» **EXERCISE**
Rewrite the data below with "even-odd rule" swapped for "nonzero winding rule", keeping every other character the same.

» **INPUT RECORDS**
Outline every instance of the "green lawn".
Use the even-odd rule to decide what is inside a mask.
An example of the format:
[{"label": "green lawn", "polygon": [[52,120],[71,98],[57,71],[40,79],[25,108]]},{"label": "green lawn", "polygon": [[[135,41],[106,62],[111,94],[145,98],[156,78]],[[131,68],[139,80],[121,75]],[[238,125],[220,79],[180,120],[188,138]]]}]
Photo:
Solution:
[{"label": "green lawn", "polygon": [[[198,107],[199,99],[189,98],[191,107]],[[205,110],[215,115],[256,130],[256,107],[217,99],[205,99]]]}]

» **WRITTEN RESPONSE**
Outline every instance of the "green lawn".
Use the nonzero winding rule to decide what is inside a mask.
An example of the format:
[{"label": "green lawn", "polygon": [[52,120],[71,98],[57,71],[40,79],[25,108]]},{"label": "green lawn", "polygon": [[[135,41],[106,62],[111,94],[145,98],[156,78]],[[131,68],[139,80],[121,75]],[[238,125],[220,79],[180,120],[188,138]]]}]
Photo:
Solution:
[{"label": "green lawn", "polygon": [[[198,107],[199,99],[189,98],[191,107]],[[205,110],[215,115],[256,130],[256,107],[217,99],[205,99]]]}]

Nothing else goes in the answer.